# Short task
Which lines of the records below contain the word "lamp"? Pick out each of them and copy it in full, treating uppercase and lowercase as different.

□ □ □ □

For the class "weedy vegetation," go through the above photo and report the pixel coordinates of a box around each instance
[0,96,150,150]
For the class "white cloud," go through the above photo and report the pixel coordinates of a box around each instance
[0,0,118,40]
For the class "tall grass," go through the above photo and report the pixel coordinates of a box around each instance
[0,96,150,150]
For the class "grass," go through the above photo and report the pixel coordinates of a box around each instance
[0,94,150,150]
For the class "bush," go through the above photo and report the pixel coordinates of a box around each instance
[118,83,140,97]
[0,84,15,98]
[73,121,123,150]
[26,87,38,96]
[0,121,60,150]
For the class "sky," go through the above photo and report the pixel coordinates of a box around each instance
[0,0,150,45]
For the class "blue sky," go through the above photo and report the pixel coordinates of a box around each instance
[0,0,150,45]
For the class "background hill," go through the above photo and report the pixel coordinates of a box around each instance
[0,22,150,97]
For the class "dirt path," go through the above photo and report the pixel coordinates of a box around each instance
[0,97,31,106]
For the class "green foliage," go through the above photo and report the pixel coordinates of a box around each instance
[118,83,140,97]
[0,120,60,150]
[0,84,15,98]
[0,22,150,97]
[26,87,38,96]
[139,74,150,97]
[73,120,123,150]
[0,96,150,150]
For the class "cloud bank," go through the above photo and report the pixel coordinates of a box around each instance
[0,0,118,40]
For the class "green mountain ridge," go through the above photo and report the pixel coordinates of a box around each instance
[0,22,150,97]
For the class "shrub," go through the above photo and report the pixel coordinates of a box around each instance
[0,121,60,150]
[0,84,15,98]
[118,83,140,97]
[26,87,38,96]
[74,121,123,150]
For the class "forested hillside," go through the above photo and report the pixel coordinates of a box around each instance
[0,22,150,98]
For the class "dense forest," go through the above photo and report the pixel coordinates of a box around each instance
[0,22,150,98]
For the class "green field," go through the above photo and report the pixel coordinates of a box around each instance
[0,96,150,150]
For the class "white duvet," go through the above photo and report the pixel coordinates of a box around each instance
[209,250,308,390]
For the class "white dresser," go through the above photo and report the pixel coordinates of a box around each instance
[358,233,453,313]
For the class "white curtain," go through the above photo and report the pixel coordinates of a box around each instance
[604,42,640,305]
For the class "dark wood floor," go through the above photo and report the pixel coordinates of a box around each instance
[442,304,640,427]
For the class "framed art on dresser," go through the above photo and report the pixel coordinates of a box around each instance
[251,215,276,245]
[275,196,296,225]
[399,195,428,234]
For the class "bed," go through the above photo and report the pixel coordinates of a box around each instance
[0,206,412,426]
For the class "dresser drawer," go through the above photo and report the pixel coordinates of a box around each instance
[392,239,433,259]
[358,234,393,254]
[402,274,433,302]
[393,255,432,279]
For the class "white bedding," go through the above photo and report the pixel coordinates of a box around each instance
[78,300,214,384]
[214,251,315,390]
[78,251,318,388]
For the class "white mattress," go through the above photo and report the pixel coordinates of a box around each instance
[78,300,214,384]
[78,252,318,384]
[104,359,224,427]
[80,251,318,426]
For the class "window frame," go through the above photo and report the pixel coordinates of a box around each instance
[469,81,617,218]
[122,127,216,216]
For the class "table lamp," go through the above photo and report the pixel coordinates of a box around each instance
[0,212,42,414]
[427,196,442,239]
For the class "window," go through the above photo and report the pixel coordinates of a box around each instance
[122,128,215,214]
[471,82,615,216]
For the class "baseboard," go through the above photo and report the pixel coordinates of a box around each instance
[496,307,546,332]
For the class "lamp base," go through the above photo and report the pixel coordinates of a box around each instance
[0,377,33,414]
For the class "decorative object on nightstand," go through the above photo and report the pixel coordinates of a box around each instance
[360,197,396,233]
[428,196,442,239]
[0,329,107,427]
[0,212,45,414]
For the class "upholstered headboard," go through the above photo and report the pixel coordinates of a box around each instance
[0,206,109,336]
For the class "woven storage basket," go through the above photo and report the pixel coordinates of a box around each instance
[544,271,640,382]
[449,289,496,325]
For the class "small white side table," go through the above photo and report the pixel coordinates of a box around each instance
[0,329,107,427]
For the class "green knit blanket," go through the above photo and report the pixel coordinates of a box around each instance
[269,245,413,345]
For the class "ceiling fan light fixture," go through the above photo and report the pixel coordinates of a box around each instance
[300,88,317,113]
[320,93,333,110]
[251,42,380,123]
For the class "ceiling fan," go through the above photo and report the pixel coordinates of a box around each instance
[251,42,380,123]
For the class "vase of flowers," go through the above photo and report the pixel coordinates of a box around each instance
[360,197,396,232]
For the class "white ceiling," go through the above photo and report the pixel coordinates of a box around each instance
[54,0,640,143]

□ □ □ □

# Output for this exercise
For the class "table lamp," go through the above photo and report the pixel coordinates of a box around each instance
For the class "lamp base," go through the above photo and report the pixel coordinates of a box around each instance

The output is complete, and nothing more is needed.